DESCRIPTION OF THE TASK: Write the next part of the shareholder letter about the Keebler sale, picking up right after its final sentence.

TEXT SECTION:
● ● ●
Dear Flowers Shareholder:

Flowers Industries announced on October 26 that it reached an agreement to sell
through an integrated series of transactions, its controlling stake in Keebler
Foods to the Kellogg Company for $42.00 per share. The company also announced
that simultaneously with the sale of Keebler, it would spin off to shareholders
a new publicly held company called Flowers Foods, comprised of Flowers Bakeries
and Mrs. Smith's Bakeries.

To put the Keebler sale price into perspective, it's important to remember that
Flowers Industries and its partner acquired Keebler in 1996 for a total
enterprise value of $472 million. We are now selling Keebler for a total
enterprise value of $4.4 billion. Flowers owns approximately 55% of Keebler.
After subtracting Keebler's debt, our proceeds from the transaction will be $1.9
billion. After deducting Flowers' debt for the original investment, its
interest, and transaction costs, we will deliver a total of approximately $1.25
billion to shareholders.
● ● ●
DATA SHOWN:
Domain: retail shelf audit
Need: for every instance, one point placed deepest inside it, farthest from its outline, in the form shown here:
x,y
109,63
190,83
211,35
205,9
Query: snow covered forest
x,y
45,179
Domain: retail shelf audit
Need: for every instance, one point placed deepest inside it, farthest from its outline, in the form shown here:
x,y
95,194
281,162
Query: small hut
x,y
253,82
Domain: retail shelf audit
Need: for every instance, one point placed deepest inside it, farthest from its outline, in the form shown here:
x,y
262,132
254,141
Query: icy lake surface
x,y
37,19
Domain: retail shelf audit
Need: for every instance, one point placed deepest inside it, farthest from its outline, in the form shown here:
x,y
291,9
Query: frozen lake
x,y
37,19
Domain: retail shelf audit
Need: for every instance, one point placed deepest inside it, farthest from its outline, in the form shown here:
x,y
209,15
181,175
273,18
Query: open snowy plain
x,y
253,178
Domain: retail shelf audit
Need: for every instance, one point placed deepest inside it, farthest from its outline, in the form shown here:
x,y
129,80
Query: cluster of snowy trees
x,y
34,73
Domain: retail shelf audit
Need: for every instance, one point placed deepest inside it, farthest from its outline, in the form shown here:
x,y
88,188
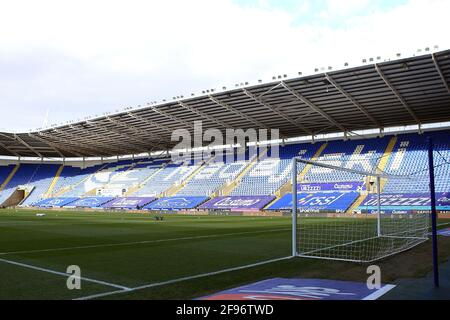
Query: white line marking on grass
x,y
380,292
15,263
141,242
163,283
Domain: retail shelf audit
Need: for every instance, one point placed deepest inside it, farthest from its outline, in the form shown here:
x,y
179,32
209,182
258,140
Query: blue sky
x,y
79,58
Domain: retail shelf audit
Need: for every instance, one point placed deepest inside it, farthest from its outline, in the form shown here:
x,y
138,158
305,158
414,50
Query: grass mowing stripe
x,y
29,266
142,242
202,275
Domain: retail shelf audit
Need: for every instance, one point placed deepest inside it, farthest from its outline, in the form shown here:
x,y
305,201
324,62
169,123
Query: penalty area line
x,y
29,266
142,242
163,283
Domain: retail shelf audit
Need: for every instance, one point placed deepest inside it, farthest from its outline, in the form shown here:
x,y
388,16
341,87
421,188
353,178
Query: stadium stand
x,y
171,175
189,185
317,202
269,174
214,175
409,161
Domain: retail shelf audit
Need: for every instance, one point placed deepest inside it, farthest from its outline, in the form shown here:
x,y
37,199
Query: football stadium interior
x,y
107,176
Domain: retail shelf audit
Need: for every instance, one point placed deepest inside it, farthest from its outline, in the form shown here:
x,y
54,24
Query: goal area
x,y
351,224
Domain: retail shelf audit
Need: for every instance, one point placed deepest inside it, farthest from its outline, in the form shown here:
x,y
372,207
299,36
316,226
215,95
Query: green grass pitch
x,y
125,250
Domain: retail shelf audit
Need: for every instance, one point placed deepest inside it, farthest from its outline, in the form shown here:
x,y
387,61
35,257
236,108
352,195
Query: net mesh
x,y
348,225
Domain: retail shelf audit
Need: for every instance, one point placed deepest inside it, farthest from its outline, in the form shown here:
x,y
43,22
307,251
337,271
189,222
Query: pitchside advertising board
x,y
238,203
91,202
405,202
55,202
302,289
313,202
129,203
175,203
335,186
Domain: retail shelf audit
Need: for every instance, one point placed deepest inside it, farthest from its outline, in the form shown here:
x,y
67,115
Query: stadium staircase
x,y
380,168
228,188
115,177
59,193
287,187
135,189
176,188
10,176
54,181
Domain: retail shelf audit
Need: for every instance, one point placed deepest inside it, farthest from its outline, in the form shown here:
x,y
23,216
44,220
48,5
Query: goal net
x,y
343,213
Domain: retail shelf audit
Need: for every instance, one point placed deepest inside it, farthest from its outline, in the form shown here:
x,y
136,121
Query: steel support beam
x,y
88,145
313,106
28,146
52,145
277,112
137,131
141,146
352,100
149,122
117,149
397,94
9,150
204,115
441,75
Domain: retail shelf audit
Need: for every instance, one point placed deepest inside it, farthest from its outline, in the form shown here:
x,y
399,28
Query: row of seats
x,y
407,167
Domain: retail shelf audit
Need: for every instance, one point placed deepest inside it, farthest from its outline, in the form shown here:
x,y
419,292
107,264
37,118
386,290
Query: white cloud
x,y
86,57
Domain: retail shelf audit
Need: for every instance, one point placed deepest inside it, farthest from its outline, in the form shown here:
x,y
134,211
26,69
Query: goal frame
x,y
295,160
● ● ●
REPLY:
These transactions will allow Flowers Industries' shareholders to receive--in a
tax-advantaged way--approximately $12.50 in cash per share for our investment in
Keebler, after deducting certain liabilities at Flowers. Shareholders also will
receive shares in Flowers Foods, which will be a fine company with good cash
flow and growth potential within the packaged baked foods category. Flowers
Foods is anticipated to trade on the New York Stock Exchange under the original
symbol FLO. The company will include the bakery businesses and approximately
$250 million in debt. It will be headquartered in Thomasville, Georgia, and will
be led by the Flowers Industries management team.

Now that the agreement with Kellogg has been reached, the transaction must be
approved by regulatory agencies as well as by Flowers shareholders. We
anticipate the sale of Keebler and the spin-off of Flowers Foods to occur in the
first quarter of 2001.

We know that you may have many questions about this transaction, especially its
tax implications. For that reason, we have prepared a "question and answer"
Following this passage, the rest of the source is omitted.